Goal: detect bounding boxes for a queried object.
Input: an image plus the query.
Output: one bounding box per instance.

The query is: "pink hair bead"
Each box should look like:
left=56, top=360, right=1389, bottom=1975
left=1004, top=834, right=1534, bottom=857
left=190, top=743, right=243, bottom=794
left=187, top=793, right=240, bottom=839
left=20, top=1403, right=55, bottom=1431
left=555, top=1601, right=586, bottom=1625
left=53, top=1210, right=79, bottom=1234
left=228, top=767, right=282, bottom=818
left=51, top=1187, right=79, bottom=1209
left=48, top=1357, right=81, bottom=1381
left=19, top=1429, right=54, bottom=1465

---

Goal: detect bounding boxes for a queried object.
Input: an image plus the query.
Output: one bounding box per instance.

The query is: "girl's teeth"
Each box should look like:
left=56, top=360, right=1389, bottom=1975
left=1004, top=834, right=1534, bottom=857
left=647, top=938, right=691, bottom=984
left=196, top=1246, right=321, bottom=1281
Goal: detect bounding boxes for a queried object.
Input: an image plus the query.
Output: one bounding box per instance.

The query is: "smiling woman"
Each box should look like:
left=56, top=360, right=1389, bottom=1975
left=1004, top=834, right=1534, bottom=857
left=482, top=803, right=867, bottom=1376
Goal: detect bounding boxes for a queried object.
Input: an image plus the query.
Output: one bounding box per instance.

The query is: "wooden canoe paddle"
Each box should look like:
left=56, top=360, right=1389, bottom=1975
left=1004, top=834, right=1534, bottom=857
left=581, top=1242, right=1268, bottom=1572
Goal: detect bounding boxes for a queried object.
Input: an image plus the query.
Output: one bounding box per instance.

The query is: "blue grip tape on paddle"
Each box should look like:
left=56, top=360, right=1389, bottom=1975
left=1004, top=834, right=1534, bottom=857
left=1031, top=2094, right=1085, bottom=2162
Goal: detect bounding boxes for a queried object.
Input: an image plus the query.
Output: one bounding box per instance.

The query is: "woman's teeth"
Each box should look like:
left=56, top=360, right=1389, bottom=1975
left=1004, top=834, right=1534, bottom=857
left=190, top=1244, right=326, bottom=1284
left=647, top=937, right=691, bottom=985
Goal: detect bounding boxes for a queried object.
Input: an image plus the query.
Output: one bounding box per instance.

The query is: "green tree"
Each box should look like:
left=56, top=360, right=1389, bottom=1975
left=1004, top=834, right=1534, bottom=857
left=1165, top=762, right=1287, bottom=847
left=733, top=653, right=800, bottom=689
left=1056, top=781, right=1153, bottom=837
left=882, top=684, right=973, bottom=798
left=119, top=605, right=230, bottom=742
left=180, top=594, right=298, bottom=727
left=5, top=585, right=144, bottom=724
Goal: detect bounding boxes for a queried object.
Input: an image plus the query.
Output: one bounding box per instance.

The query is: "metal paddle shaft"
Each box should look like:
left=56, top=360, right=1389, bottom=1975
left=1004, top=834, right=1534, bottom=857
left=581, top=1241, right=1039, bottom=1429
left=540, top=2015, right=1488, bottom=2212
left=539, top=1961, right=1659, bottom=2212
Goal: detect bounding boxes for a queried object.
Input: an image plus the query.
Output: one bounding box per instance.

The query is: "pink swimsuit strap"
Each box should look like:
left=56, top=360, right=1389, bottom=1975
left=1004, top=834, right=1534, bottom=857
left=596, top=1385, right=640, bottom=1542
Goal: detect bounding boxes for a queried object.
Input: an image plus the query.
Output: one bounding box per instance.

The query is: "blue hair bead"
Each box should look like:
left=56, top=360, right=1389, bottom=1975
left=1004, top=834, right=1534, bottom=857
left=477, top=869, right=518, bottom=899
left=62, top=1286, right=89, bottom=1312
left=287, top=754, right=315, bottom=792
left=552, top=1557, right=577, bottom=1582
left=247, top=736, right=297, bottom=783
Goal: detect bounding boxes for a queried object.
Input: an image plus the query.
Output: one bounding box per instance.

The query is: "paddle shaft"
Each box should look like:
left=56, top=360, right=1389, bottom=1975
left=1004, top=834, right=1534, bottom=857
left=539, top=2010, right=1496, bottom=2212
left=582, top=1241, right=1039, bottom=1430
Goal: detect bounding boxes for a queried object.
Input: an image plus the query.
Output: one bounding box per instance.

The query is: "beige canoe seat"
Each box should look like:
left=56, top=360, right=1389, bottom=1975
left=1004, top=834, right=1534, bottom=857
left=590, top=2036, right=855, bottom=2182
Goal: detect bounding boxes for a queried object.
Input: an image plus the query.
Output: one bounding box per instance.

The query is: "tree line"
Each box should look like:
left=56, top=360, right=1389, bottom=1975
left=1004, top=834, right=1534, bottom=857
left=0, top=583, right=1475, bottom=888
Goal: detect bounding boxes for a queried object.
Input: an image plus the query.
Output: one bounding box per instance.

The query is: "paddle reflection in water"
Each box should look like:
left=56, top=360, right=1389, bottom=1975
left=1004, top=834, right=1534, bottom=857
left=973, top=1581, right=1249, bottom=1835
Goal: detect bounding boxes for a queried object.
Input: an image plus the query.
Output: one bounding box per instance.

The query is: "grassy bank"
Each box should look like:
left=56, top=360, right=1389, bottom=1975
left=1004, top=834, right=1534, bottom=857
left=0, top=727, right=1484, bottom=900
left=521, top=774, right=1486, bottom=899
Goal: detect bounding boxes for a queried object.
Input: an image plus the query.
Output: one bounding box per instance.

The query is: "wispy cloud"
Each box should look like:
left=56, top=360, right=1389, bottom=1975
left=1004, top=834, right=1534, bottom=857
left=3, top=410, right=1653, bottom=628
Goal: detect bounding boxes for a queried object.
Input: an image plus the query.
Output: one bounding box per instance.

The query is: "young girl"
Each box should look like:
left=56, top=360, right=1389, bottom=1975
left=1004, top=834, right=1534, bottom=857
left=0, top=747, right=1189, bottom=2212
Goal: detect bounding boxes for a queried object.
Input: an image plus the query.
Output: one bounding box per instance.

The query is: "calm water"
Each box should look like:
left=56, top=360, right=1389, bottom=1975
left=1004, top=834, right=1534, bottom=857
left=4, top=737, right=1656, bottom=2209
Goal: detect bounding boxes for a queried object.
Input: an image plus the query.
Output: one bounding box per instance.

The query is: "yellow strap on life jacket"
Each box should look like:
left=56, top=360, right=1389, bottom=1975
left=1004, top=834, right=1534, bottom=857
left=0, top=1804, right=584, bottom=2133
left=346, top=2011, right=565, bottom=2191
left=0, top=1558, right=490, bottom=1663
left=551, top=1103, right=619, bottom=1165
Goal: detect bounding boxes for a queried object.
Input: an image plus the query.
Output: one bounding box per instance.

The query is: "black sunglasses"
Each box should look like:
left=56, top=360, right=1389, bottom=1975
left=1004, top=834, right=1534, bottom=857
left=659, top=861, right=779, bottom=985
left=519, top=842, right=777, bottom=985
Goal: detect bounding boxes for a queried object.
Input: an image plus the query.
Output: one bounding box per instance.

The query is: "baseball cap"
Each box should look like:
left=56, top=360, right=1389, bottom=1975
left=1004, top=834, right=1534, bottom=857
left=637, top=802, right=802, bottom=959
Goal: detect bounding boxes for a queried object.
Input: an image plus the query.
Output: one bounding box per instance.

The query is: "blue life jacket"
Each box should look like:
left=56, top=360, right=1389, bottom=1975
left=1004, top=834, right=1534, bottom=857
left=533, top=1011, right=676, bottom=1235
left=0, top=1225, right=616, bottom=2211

§ **What is being asked**: Spot the lines above that mention "shaft" and copy them.

§ **Problem solution**:
The query is: "metal paddle shaft"
The query is: "paddle shaft"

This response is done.